Copy out every one of the following items word for word.
+++++
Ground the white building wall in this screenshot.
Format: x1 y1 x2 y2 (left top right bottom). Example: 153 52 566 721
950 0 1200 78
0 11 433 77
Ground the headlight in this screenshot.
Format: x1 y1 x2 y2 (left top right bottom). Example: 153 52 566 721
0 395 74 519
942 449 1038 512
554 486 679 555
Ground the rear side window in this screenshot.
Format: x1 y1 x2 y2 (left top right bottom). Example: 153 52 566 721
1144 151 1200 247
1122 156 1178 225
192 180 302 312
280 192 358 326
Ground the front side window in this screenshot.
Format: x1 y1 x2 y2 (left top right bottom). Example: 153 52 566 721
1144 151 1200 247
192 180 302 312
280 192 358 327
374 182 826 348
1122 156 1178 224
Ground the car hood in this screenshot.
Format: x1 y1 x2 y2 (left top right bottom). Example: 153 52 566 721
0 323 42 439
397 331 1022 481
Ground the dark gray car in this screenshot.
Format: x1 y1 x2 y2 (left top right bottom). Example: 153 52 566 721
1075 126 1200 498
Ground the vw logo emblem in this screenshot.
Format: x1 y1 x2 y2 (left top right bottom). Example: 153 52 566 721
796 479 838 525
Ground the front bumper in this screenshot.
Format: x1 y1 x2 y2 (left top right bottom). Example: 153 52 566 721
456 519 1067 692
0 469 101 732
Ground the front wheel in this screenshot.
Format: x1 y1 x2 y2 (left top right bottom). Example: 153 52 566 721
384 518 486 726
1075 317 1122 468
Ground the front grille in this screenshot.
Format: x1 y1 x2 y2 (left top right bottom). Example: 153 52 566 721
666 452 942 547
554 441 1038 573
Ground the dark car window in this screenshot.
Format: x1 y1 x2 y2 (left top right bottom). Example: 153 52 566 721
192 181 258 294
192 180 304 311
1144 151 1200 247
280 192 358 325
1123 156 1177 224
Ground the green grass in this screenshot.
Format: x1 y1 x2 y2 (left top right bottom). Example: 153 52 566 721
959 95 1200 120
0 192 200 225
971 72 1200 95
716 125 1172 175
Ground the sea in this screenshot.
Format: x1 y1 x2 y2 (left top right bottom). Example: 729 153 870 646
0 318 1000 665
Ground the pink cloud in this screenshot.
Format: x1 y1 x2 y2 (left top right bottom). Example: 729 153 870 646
+++++
Output for this exercise:
Ground the white building wall in this screenshot.
Format: x1 y1 x2 y2 (left top right bottom). Example: 153 52 566 721
950 0 1200 78
0 11 433 77
Ground the headlight in this screenshot.
Format: x1 y1 x2 y2 (left top right bottom). Example: 153 52 566 721
0 395 74 519
942 449 1038 512
554 486 679 555
Ground the rear side window in this screenshot.
Format: x1 y1 x2 y2 (left top right bottom). Example: 153 52 566 721
1144 151 1200 247
1122 156 1178 225
192 180 302 312
280 192 358 326
Ground the front side window in this screenshot.
Format: x1 y1 x2 y2 (left top right bottom). Example: 153 52 566 721
1144 151 1200 247
192 180 302 312
280 192 358 327
374 182 826 348
1122 156 1178 224
Ground the car hood in this screenshot.
Format: x1 y1 x2 y2 (left top right bottom). Example: 153 52 566 721
0 323 42 439
397 331 1022 481
Ground the dark gray car in this screenshot.
Format: x1 y1 x2 y2 (left top right bottom). Example: 153 52 566 721
1075 126 1200 498
Ground the vw logo emblem in this screenshot.
Format: x1 y1 x2 y2 (left top right bottom). Example: 153 52 566 721
796 479 838 525
Ground the front bumper in this screenshot.
Format: x1 y1 x2 y2 (left top right bottom). Example: 153 52 566 721
456 519 1067 692
0 469 101 732
Ground the front wheel in this screenshot.
Format: x1 y1 x2 y2 (left top right bottom). Example: 153 52 566 721
384 518 486 726
1075 317 1122 468
Ground the front grille in this screenshot.
Format: x1 y1 x2 y2 (left top right bottom). Example: 153 52 566 721
666 452 942 547
554 441 1038 573
Ground the dark car window in this screenshot.
Format: x1 y1 x2 y2 (left top right bottom). Example: 153 52 566 721
192 181 258 294
192 180 304 311
1144 151 1200 247
280 192 358 325
1123 156 1177 224
Ground the green grass in this screenshot.
Format: x1 y1 x2 y2 (left top right bottom). Example: 153 52 566 721
959 95 1200 120
0 192 200 225
971 72 1200 95
716 125 1172 175
Ground the sea in this screenshot.
Format: x1 y1 x2 y2 (left top right bottom). Example: 729 153 870 646
0 318 1000 665
Ground the pink cloud in this screenshot.
Format: x1 y1 x2 y2 (left top right bottom). Example: 729 153 870 646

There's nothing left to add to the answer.